* _SOURCE TEXT_
——

How a life cycle approach delivers value towards decarbonisation  

Dionne Pereira

Dionne Pereira

Sustainability Consultant

In September 2023, we released the findings from our first Middle East sustainability survey, Building a sustainable future in the Middle East. In this report, we identified four recommendations, centred around regulation, project lifecycles, sustainable procurement, and net zero, that aim to guide the construction industry towards a sustainable future. In this article, the second in the series, we explore how a life cycle perspective can support delivering effective results throughout the industry.

In recent years, the Middle East’s construction industry has experienced immense growth, which has impacted both supply and demand. Both geopolitical and socioeconomic factors have also affected the functioning of supply chains, meaning regional priorities have shifted.  

The construction sector needs to identify ways to adapt to the region’s constantly changing landscape while also building resilience against the imminent climate crisis. An increasingly effective way to achieve this is by adopting a life cycle approach. 

Understanding the importance of a life cycle approach

A life cycle approach involves undertaking a thorough evaluation of all elements of a project. This includes initiation and design, construction and commissioning, operations, maintenance, refurbishment and replacement, deconstruction and end-of-life of assets.  

Adopting a systematic approach to assess all the factors that influence a project can avoid environmental impacts being shifted elsewhere within the life cycle. 

Across the Middle East, construction companies are making ambitious net-zero commitments and, as a significant carbon source, the construction industry plays a critical role in the pathway towards reducing emissions.  

Adopting a sustainable approach through carbon accounting will impact the capital cost of a project, making it essential to understand its feasibility from the project inception. Considering both carbon emissions and financial expenses across all stages of a project's life cycle will help maximise efficiency. 

The benefits of a life cycle approach

A life cycle approach enables those within the construction industry to make effective decisions and minimise environmental impact through both improved material selection and enhanced long-term planning. Understanding the benefits of a life cycle approach is also crucial if more players in the industry are to adopt this perspective. 

Guide decision-making processes - sustainable operational performance is no longer an afterthought in many markets but integral to decision-making. This helps ensure sustainable targets set out during the briefing stage are realised throughout the project. 

Future-proof processes - regulatory evolution is shaping the future of the Middle Eastern construction industry as new laws that aim to curb carbon emissions come into play. This demonstrates how governments have started to recognise the need for more comprehensive policies aimed at improving the industry’s carbon footprint. A life cycle approach can help stakeholders adopt processes with the aim of being resilient to future stringent regulations in the long term. 

Elevate impact assessments - undertaking a life cycle assessment (LCA) provides a data-driven approach that supports quantifying environmental impacts associated with different products, enabling a holistic view. This can then lead to effective decision-making during the initial stages of design.

——

* _RECORD EXTRACTS_
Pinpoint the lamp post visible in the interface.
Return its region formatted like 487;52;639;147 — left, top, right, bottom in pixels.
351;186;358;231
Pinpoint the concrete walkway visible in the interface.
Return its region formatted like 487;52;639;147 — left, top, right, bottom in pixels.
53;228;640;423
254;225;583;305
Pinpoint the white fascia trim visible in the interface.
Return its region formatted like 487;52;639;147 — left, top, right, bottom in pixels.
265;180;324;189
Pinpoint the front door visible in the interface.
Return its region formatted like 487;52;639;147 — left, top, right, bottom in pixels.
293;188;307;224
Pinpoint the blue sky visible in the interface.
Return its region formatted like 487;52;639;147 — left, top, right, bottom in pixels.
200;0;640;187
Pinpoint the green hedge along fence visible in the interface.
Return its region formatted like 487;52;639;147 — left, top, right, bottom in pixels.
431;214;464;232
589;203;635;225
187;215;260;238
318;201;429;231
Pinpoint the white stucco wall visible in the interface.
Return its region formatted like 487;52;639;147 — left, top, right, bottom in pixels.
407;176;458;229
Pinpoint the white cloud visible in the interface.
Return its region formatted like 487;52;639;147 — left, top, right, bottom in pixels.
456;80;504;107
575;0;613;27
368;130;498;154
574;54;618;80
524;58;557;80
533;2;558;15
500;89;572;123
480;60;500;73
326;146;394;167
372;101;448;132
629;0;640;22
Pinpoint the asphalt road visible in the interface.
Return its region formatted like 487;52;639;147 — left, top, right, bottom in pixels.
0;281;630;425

——

* _SHORT TASK_
Continue the article above on how a life cycle approach supports decarbonization, starting right after its last sentence.

* _RESULT OF THIS TASK_
An LCA provides an opportunity to regularly monitor the impact of decisions at different points in a project life cycle. Through assessment of these decisions, project teams can identify areas with high impact, as well as products and procedures that will deliver optimal results, such as greater environmental impacts and lower maintenance costs. 

The challenges of adopting a life cycle approach  

While there are many benefits to adopting a life cycle approach, there are still challenges in the region that need to be addressed to achieve maximum value and put the focus on sustainability, and these are centred around: 

Data quality and transparency - there is a fundamental challenge with lack of local suppliers who have products and materials with Environment Product Declaration (EPDs), which hinders the process of effective environmental impact comparison. This leads to projects having to compromise on sourcing products from outside the region (with often detailed environmental data available) or sourcing locally (without an understanding of their impact) - a consequence that inhibits effective decision-making.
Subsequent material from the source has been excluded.